Show every line of the data that includes the word "below".

▸ **Entries supplied**:
-- Opening Marker --
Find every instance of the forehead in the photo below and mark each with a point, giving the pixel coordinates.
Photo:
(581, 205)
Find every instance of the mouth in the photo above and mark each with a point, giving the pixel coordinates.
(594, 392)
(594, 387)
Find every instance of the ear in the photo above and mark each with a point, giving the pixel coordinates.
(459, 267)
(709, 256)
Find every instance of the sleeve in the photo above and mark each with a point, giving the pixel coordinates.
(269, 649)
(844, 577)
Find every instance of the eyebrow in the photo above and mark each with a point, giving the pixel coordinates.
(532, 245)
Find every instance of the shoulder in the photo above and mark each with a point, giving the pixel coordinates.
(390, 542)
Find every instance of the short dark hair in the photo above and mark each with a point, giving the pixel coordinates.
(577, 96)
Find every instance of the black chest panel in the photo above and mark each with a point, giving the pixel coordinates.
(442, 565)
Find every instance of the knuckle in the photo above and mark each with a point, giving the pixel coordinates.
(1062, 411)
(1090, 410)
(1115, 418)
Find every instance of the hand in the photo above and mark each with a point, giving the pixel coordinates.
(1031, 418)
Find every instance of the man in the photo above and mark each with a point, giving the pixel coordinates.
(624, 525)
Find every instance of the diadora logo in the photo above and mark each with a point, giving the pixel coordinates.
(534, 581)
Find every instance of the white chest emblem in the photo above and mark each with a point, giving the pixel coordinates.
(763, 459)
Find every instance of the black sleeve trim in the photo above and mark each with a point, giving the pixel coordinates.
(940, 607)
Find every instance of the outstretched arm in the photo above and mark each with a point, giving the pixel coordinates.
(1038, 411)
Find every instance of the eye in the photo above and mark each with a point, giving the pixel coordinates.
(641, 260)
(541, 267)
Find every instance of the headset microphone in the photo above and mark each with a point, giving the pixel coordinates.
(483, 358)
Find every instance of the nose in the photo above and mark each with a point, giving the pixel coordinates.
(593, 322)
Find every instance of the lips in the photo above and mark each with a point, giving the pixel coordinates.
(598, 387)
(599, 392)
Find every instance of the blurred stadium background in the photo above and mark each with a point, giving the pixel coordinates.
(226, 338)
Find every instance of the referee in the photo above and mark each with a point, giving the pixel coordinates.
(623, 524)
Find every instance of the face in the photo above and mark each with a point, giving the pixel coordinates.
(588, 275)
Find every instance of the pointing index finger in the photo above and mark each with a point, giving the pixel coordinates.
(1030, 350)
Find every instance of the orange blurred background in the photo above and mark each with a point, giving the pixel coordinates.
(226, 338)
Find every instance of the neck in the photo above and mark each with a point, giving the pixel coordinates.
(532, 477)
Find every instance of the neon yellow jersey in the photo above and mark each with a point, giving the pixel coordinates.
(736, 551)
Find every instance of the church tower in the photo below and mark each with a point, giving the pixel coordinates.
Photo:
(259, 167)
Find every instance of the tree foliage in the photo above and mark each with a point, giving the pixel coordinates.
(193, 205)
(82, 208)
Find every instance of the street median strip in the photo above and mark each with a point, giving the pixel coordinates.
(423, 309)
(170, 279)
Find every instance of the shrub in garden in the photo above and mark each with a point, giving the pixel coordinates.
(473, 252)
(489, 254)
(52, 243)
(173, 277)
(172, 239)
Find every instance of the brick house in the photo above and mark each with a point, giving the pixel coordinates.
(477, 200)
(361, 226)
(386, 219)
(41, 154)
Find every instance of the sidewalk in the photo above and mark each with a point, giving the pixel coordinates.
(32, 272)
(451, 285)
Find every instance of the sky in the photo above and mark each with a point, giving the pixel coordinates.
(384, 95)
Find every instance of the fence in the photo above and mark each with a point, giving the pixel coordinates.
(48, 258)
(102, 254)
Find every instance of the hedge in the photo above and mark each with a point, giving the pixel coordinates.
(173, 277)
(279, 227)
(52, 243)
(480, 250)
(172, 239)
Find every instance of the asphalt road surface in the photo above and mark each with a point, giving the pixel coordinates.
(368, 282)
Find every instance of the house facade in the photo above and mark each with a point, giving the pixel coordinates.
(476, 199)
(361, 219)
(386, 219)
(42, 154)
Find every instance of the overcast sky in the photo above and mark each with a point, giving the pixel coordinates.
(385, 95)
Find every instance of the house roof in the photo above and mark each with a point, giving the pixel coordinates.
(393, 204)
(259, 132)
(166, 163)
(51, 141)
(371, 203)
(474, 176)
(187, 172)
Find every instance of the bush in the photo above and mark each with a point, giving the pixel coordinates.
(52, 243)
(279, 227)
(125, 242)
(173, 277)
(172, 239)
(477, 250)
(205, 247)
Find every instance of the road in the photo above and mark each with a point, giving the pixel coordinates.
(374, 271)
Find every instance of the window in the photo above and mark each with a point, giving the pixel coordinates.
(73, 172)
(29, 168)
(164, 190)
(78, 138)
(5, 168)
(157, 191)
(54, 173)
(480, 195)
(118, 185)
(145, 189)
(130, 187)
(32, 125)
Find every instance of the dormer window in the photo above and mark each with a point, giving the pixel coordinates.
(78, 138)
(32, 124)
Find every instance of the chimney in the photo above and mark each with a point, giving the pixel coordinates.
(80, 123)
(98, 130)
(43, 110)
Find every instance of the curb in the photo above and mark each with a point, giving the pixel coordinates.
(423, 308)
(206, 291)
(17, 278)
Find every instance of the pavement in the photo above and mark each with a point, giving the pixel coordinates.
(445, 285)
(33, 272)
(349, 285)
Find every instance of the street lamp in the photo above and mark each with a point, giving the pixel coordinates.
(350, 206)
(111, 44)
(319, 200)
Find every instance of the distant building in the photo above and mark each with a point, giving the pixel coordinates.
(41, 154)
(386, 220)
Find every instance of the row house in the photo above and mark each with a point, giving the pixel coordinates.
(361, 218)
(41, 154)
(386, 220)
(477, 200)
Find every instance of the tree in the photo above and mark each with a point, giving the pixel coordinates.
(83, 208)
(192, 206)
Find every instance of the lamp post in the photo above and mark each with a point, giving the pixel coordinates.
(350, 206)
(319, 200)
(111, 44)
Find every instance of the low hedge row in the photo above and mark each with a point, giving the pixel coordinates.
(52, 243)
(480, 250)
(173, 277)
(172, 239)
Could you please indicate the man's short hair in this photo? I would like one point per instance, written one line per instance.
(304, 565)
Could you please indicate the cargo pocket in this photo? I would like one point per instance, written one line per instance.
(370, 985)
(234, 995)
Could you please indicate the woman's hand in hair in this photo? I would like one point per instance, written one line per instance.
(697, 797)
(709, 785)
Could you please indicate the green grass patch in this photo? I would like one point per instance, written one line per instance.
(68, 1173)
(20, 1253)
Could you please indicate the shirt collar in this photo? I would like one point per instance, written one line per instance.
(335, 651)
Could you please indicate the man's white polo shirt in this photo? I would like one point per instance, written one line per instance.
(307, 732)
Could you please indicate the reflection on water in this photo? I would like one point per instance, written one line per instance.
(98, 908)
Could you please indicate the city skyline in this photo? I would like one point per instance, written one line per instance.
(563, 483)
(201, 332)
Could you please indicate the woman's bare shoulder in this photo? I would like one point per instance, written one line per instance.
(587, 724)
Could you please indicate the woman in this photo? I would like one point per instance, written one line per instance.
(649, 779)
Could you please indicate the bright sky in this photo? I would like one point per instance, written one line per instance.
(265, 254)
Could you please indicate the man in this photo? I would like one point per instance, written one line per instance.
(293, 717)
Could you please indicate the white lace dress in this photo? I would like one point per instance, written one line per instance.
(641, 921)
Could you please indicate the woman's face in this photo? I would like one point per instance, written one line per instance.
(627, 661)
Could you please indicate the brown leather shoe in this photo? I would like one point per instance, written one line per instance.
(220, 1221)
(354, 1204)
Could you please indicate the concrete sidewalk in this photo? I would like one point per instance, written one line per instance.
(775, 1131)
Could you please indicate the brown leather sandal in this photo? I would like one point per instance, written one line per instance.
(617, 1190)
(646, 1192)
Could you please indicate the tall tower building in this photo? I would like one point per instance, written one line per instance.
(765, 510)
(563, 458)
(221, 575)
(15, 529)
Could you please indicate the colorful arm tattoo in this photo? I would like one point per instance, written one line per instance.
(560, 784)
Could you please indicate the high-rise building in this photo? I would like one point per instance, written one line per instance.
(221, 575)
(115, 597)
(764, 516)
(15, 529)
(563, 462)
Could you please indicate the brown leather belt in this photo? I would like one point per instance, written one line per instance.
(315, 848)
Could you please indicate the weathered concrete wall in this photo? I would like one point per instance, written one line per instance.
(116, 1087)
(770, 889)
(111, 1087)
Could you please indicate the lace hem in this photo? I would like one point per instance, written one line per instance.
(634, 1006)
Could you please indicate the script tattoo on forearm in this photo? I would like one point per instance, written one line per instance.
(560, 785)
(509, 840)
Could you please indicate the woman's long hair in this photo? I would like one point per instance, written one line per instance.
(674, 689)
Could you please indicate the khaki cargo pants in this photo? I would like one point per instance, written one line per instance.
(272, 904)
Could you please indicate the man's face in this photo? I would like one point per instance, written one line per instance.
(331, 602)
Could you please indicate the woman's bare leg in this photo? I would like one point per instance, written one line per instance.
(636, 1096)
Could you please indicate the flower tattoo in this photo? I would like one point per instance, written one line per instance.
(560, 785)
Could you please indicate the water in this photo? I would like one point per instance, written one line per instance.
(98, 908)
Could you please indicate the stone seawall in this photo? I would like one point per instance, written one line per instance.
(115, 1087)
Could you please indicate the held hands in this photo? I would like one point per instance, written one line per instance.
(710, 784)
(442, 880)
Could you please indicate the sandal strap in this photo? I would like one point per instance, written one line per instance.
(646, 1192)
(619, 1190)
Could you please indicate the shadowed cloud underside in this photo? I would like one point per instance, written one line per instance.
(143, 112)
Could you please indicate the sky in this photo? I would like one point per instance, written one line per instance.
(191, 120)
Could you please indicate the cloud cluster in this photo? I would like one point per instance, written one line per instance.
-- Closing Marker --
▸ **Exercise result**:
Find every instance of the forehead in the photo below and mark each with a point, giving the pixel coordinates.
Find every instance of the church tower in the photo below and mark each with a point, giving the pixel coordinates.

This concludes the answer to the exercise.